** EXERCISE MATERIAL **
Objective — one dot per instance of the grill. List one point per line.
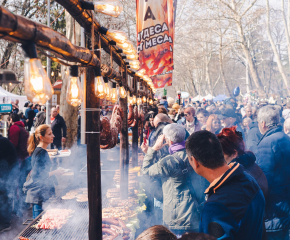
(76, 227)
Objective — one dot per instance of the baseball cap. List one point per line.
(227, 113)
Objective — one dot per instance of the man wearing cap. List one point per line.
(228, 119)
(30, 114)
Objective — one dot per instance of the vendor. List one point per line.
(39, 186)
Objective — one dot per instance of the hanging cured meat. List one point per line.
(111, 129)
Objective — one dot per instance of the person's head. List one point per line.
(249, 112)
(21, 115)
(172, 111)
(43, 133)
(54, 112)
(189, 114)
(196, 236)
(268, 117)
(161, 117)
(213, 123)
(14, 117)
(202, 116)
(162, 109)
(204, 152)
(174, 133)
(287, 126)
(246, 122)
(232, 143)
(156, 232)
(228, 117)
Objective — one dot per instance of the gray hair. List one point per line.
(269, 114)
(174, 132)
(287, 124)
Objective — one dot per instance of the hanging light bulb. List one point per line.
(115, 35)
(114, 96)
(108, 7)
(122, 91)
(108, 89)
(134, 99)
(99, 84)
(135, 67)
(140, 73)
(74, 93)
(139, 101)
(38, 88)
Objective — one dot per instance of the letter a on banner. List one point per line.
(155, 30)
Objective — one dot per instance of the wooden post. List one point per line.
(135, 134)
(93, 159)
(124, 147)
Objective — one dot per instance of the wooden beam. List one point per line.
(124, 147)
(135, 134)
(93, 159)
(19, 29)
(85, 19)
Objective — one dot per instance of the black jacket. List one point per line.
(253, 137)
(58, 127)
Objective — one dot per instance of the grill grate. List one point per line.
(76, 227)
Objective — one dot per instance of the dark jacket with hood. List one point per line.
(235, 207)
(253, 137)
(19, 137)
(273, 157)
(248, 161)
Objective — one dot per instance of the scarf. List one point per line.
(176, 147)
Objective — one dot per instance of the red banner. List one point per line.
(160, 81)
(155, 35)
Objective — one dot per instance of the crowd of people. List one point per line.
(26, 170)
(218, 168)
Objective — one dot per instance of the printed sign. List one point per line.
(155, 35)
(5, 108)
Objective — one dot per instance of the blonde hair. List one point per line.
(34, 138)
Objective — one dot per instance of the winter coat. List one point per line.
(273, 157)
(58, 128)
(234, 208)
(179, 209)
(40, 187)
(248, 162)
(19, 137)
(254, 136)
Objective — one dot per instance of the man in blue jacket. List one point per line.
(235, 204)
(273, 157)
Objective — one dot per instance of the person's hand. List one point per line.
(159, 143)
(144, 147)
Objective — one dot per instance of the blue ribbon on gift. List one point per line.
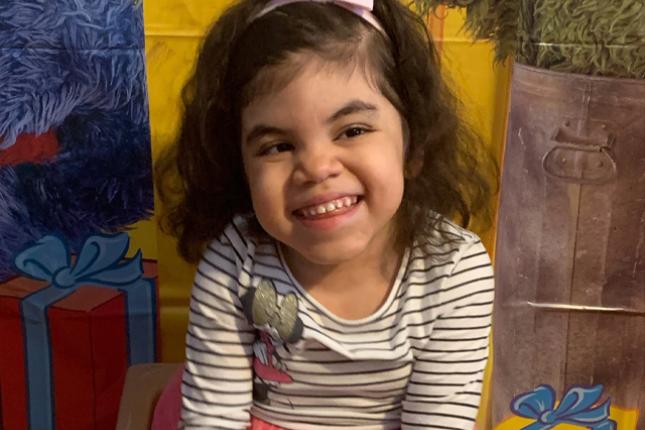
(576, 408)
(100, 262)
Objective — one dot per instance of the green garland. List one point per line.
(591, 37)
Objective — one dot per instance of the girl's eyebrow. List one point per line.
(351, 107)
(259, 131)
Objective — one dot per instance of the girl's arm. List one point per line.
(446, 382)
(217, 382)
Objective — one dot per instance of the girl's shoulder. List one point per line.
(237, 242)
(446, 245)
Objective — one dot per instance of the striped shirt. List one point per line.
(259, 344)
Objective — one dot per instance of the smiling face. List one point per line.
(324, 163)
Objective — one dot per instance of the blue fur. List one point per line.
(76, 66)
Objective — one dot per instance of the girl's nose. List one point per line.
(315, 165)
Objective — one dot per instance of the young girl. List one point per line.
(322, 160)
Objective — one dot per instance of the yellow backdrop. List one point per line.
(174, 29)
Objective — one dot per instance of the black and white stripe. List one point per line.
(417, 363)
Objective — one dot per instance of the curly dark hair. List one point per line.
(201, 178)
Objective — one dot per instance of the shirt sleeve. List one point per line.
(445, 387)
(217, 381)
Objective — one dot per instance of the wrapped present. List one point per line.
(581, 407)
(69, 330)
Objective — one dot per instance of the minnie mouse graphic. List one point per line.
(278, 324)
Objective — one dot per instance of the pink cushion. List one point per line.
(167, 412)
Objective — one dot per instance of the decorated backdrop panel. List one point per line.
(78, 290)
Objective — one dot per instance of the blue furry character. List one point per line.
(74, 135)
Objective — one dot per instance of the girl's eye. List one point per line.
(276, 148)
(354, 131)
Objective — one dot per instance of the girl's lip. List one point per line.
(323, 198)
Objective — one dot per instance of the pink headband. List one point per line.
(362, 8)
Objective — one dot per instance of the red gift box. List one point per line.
(88, 340)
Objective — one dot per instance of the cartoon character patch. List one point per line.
(276, 318)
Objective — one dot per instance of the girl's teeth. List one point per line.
(330, 206)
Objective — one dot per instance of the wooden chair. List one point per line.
(144, 384)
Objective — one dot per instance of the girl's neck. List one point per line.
(352, 289)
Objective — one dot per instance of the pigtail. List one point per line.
(450, 170)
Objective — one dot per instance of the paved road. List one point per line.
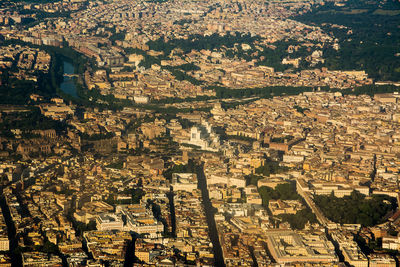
(202, 184)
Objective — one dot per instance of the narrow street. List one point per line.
(212, 228)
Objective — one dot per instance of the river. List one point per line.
(68, 84)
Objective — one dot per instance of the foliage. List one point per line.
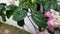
(20, 12)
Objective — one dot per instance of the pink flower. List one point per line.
(44, 32)
(49, 15)
(51, 25)
(12, 1)
(40, 33)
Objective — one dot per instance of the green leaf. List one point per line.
(3, 17)
(2, 8)
(21, 23)
(19, 15)
(12, 7)
(25, 6)
(9, 13)
(50, 5)
(4, 4)
(39, 20)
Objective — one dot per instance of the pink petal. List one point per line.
(46, 32)
(51, 25)
(49, 14)
(40, 33)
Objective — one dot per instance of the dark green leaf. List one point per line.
(40, 20)
(50, 5)
(4, 4)
(19, 15)
(25, 6)
(9, 13)
(12, 7)
(3, 17)
(21, 23)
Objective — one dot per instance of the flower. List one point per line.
(43, 32)
(12, 2)
(49, 15)
(51, 25)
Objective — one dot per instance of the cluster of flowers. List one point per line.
(53, 21)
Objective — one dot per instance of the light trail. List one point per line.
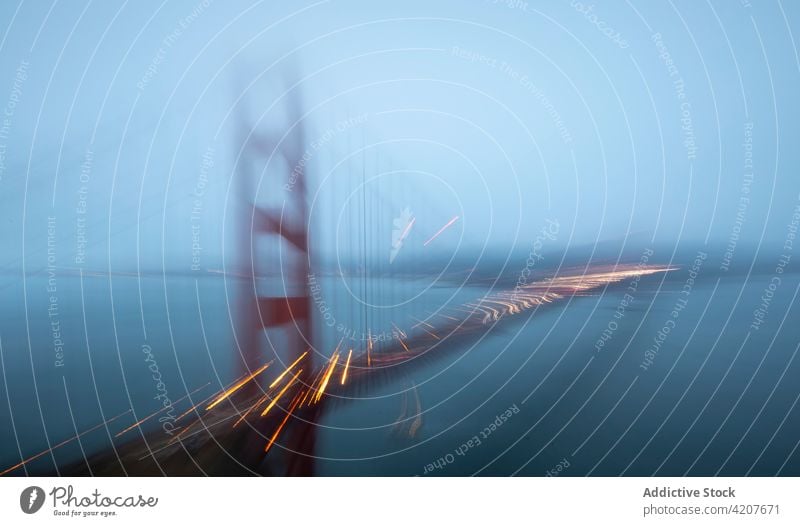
(239, 385)
(278, 397)
(437, 234)
(407, 230)
(279, 378)
(34, 457)
(331, 367)
(346, 366)
(283, 423)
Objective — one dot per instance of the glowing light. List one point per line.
(346, 366)
(285, 387)
(437, 234)
(279, 378)
(239, 385)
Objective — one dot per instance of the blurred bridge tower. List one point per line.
(274, 229)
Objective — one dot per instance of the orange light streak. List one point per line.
(239, 385)
(437, 234)
(279, 378)
(34, 457)
(285, 387)
(346, 366)
(331, 367)
(283, 423)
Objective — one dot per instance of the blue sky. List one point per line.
(623, 120)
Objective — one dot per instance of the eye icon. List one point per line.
(31, 499)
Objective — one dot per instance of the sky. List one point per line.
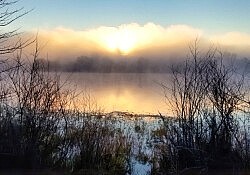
(133, 27)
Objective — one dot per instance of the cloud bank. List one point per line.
(134, 40)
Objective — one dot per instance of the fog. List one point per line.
(150, 41)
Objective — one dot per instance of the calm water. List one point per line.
(128, 92)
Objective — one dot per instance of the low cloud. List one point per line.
(134, 40)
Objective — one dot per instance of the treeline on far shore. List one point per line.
(130, 65)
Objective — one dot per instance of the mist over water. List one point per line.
(139, 93)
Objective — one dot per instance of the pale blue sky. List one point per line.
(212, 16)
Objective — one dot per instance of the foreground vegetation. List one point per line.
(44, 127)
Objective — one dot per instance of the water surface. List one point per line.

** INSTRUCTION **
Please retype all of the entries above word for word, leaving the pictures out of your copy.

** ANSWER TO THIS PROBLEM **
Objective — one dot per instance of the grill. List one point per line.
(76, 227)
Objective — one dot per instance of the baseball cap. List one point per line.
(227, 113)
Objective — one dot per instance of the man wearing cap. List one point per line.
(228, 119)
(30, 114)
Objective — one dot per instance of the vendor. List one point per line.
(39, 186)
Objective — one dot per instance of the hanging cured meat. List one point per line.
(111, 129)
Objective — one dot per instance of the person's head. List one point per line.
(249, 112)
(21, 115)
(172, 111)
(43, 133)
(54, 112)
(189, 114)
(196, 236)
(268, 117)
(161, 117)
(213, 123)
(14, 117)
(202, 116)
(162, 109)
(204, 152)
(174, 133)
(287, 126)
(246, 122)
(232, 143)
(156, 232)
(228, 117)
Objective — one dot per instance of the gray hair. List one point per line.
(269, 114)
(174, 132)
(287, 124)
Objective — one dot per instance of the hanging light bulb. List one point per line.
(115, 35)
(114, 96)
(108, 7)
(122, 91)
(108, 89)
(134, 99)
(99, 84)
(135, 67)
(140, 73)
(74, 93)
(139, 101)
(38, 88)
Objective — one dot per instance of the letter a on banner. List one point per line.
(155, 30)
Objective — one dot per instance of the wooden post. List one point per line.
(135, 134)
(93, 159)
(124, 147)
Objective — one dot per instance of the wooden beam. List one point per line.
(124, 147)
(135, 134)
(93, 159)
(19, 29)
(85, 19)
Objective — one dot per instance of the black jacket. List one point per line.
(253, 137)
(58, 127)
Objective — one dot per instance of the grill grate. List one point per line.
(76, 227)
Objective — one dot per instance of the dark jacket with hood. List one point per line.
(235, 207)
(253, 137)
(19, 137)
(273, 157)
(248, 161)
Objective — one dot per instance of the scarf. List one point per line.
(176, 147)
Objective — one dot per instance of the red banner. List one point per line.
(160, 81)
(155, 35)
Objective — one dot per instance of the crowd of people. List one point per line.
(26, 170)
(218, 168)
Objective — one dot per instance of the printed sign. List one point per line.
(155, 35)
(5, 108)
Objective — one dot per instance of the blonde hair. List one point per line.
(34, 138)
Objective — one dot per instance of the winter coat. List one point per line.
(273, 157)
(58, 128)
(234, 208)
(179, 209)
(40, 187)
(248, 162)
(19, 137)
(254, 136)
Objective — one dot per instance of the man in blue jacket. List one point per line.
(235, 204)
(273, 157)
Objective — one dot per instance of the person's hand. List one point per line.
(159, 143)
(144, 147)
Objective — one dot per instance of the blue ribbon on gift. List one point per line.
(576, 408)
(100, 262)
Objective — one dot per instance of the green garland. List one point per line.
(591, 37)
Objective — one dot per instance of the girl's eyebrow. List one point per line.
(351, 107)
(259, 131)
Objective — one dot per instance of the girl's arm. List one point per line.
(446, 382)
(217, 382)
Objective — one dot per instance of the girl's shoulder. List one point per line.
(237, 242)
(446, 245)
Objective — one dot per instance of the striped shirt. List one point per line.
(259, 344)
Objective — one dot per instance of the smiling face. List one point per line.
(324, 163)
Objective — one dot per instance of the blue fur. List one point per line.
(76, 66)
Objective — one dot per instance of the girl's nose. List one point per line.
(315, 165)
Objective — one dot per instance of the young girl. List one point per line.
(322, 160)
Objective — one dot per instance of the yellow backdrop. List one point per line.
(174, 29)
Objective — one dot per instance of the black and white stripe. List one point per line.
(417, 363)
Objective — one dot per instance of the curly dark hair. List one point per line.
(201, 178)
Objective — one dot per instance of the shirt sleeve. List one point per line.
(445, 387)
(217, 381)
Objective — one dot per instance of the wrapped present. List one point per line.
(581, 407)
(69, 330)
Objective — one dot per instance of the minnie mouse graphic. List one point per line.
(278, 324)
Objective — one dot per instance of the pink cushion. List one point per line.
(167, 412)
Objective — one dot per instance of the decorated backdrop panel. List one point per line.
(78, 290)
Objective — one dot per instance of the blue furry character. List one point per line.
(74, 135)
Objective — one dot per instance of the girl's eye. List one point per line.
(276, 148)
(354, 131)
Objective — one dot per instance of the girl's lip. List one point per line.
(323, 198)
Objective — one dot per instance of the pink headband. List one point per line.
(362, 8)
Objective — one dot per instance of the red gift box. List one point per line.
(88, 340)
Objective — one dot per instance of the cartoon character patch. List one point per line.
(276, 318)
Objective — one dot per instance of the girl's teeth. List one point per line.
(330, 206)
Objective — one dot per instance of the wooden chair. List one point per line.
(144, 384)
Objective — one dot per instance of the girl's neck. List one point per line.
(352, 289)
Objective — one dot per instance of the pigtail. List one point per line.
(450, 170)
Objective — one dot per instance of the paved road. List one point per line.
(202, 184)
Objective — one dot per instance of the narrow street. List one point per line.
(212, 228)
Objective — one dot per instance of the river. List one point per line.
(68, 84)
Objective — one dot per instance of the foliage. List one point per line.
(20, 12)
Objective — one dot per instance of the pink flower. List one point per line.
(44, 32)
(49, 15)
(51, 25)
(12, 1)
(40, 33)
Objective — one dot per instance of the green leaf. List one point per line.
(3, 17)
(2, 8)
(21, 23)
(19, 15)
(12, 7)
(25, 6)
(9, 13)
(50, 5)
(4, 4)
(39, 20)
Objective — one dot per instance of the pink petal. List one point per line.
(46, 32)
(51, 25)
(49, 14)
(40, 33)
Objective — one dot per instance of the dark green leaf. List one point per line.
(40, 20)
(50, 5)
(4, 4)
(19, 15)
(25, 6)
(9, 13)
(12, 7)
(3, 17)
(21, 23)
Objective — one dot per instance of the flower. List one point per line.
(43, 32)
(12, 2)
(49, 15)
(51, 25)
Objective — one dot per instance of the cluster of flowers. List one point per line.
(53, 21)
Objective — one dot per instance of the light trail. List one point per line.
(239, 385)
(278, 397)
(437, 234)
(407, 230)
(279, 378)
(34, 457)
(331, 367)
(346, 366)
(283, 423)
Objective — one dot per instance of the glowing light. List one point per line.
(346, 366)
(285, 387)
(437, 234)
(279, 378)
(239, 385)
Objective — one dot per instance of the blurred bridge tower. List one point per line.
(274, 229)
Objective — one dot per instance of the orange light streak. List one point per line.
(239, 385)
(437, 234)
(279, 378)
(34, 457)
(285, 387)
(346, 366)
(331, 367)
(283, 423)
Objective — one dot per instance of the blue sky. List one point per line.
(623, 120)
Objective — one dot per instance of the eye icon. List one point per line.
(31, 499)
Objective — one dot per instance of the sky. List one point per line.
(133, 27)
Objective — one dot per instance of the cloud bank. List one point per line.
(134, 40)
Objective — one dot per instance of the fog. List one point per line.
(150, 41)
Objective — one dot per instance of the calm water. List one point per line.
(128, 92)
Objective — one dot per instance of the low cloud. List one point per line.
(134, 40)
Objective — one dot per instance of the treeline on far shore. List one point per line.
(130, 65)
Objective — one dot per instance of the mist over water. List one point per line.
(139, 93)
Objective — one dot per instance of the pale blue sky. List one point per line.
(212, 16)
Objective — one dot per instance of the foreground vegetation. List one point per line.
(44, 127)
Objective — one dot per instance of the water surface. List one point per line.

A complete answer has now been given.